3. Nuevamente la oración; esta vez por él. Entonces un silencio denso y sagrado y el Papa que se inclina. La necesidad de una unción espiritual, una caricia para el alma, un sentido de familia donde todos nos necesitamos: “obispo y pueblo juntos… rezando unos por otros”. ¡Cómo impactó eso! El padre que se encoge, que calla y casi que reverencia a sus hijos. El gesto tuvo algo de baño ritual, como si fuera un lavado de pies (Jn 13). El pueblo de Dios que prepara y confirma a su propio pastor para la misión. Se lo apropia y lo consagra a su modo. Esa confesión de sinceridad y humildad significaron también un compromiso al servicio.


Puede que ayer hayamos tenido una clave importante para leer el pontificado de Francisco. También los gestos hablan… y evangelizan. “El mundo tiene más necesidad de testigos que de maestros”, dijo Pablo VI. ¿Poco explícito? La buena teología afirma que la humanidad puede y sabe hablar bien de Dios, porque "el Verbo se hizo carne" (Jn 1,14). O como dijo Ireneo: la gloria de Dios es el hombre viviente. 

No voy a ahondar ahora en los gestos que se sucedieron en el día de hoy. Sólo digo: estemos atentos porque, aunque Francisco tiene buena retórica, a la mayoría de la gente le va a hablar sin palabras. Y ellos lo van a entender y lo van a amar. Porque la gente sencilla no se afana por discursos sino por ejemplos, algo tan viejo y eficaz como aquello de res non verba.

miércoles, 13 de marzo de 2013

Francisco I

No quiero terminar el día sin escribir algo. ¡Bienvenido Francisco! Te recibimos en la fe, en la esperanza y en la caridad. 

Esta mañana, en la Misa pro eligendo Pontifice, pedíamos a Dios, con toda la Iglesia, "un pastor que te agrade por su santidad y que nos guíe y acompañe con paternal solicitud". Los católicos, que creemos en el misterio del señorío de Dios sobre la historia, aceptamos esta elección con mirada sobrenatural y reconocemos al nuevo Papa como un don que Jesús hace a su Iglesia.

[Datos]

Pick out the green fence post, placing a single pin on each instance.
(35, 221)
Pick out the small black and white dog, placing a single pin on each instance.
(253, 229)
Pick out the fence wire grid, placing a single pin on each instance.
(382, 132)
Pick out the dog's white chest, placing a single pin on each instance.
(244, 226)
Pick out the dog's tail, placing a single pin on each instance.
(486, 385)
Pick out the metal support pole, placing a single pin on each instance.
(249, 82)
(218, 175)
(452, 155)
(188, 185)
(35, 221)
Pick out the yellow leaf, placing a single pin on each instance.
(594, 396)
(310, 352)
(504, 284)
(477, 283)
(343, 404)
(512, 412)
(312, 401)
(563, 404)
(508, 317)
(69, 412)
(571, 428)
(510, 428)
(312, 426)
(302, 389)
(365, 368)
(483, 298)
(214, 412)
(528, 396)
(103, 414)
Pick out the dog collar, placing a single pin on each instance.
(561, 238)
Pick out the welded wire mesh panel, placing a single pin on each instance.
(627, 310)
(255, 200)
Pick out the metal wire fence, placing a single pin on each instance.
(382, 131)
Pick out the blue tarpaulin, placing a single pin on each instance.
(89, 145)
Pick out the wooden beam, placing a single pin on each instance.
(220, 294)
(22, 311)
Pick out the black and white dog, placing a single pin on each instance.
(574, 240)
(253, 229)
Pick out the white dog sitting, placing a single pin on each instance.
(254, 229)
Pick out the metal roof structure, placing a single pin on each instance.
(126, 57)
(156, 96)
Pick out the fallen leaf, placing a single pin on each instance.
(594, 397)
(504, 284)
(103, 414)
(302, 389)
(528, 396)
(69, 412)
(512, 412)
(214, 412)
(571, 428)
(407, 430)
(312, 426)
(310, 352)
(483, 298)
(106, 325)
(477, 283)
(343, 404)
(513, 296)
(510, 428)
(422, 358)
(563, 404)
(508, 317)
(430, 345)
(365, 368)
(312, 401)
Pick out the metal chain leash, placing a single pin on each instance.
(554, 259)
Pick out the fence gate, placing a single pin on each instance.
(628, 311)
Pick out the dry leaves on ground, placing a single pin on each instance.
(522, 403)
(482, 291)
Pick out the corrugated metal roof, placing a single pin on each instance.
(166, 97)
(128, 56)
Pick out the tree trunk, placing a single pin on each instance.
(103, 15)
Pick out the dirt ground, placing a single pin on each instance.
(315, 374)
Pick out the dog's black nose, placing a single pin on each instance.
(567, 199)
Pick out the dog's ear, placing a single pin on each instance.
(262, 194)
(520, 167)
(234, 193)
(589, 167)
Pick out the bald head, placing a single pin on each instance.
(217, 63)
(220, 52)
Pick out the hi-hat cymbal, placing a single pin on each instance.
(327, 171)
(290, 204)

Tarea escrita:
Di si cada afirmación coincide con el texto sobre el papa Francisco. Contesta sí o no y copia las palabras del texto que lo deciden.
1. Pablo VI dijo que el mundo necesita más testigos que maestros.
2. El texto anuncia que va a analizar a fondo los gestos de ese día.
3. En la Misa pro eligendo Pontifice se pedía un pastor que guíe y acompañe con paternal solicitud.
Estos datos vienen de otra fuente.

Respuesta:
1. Sí: «El mundo tiene más necesidad de testigos que de maestros», dijo Pablo VI.
2. No: «No voy a ahondar ahora en los gestos que se sucedieron en el día de hoy.»
3. Sí: «un pastor que te agrade por su santidad y que nos guíe y acompañe con paternal solicitud»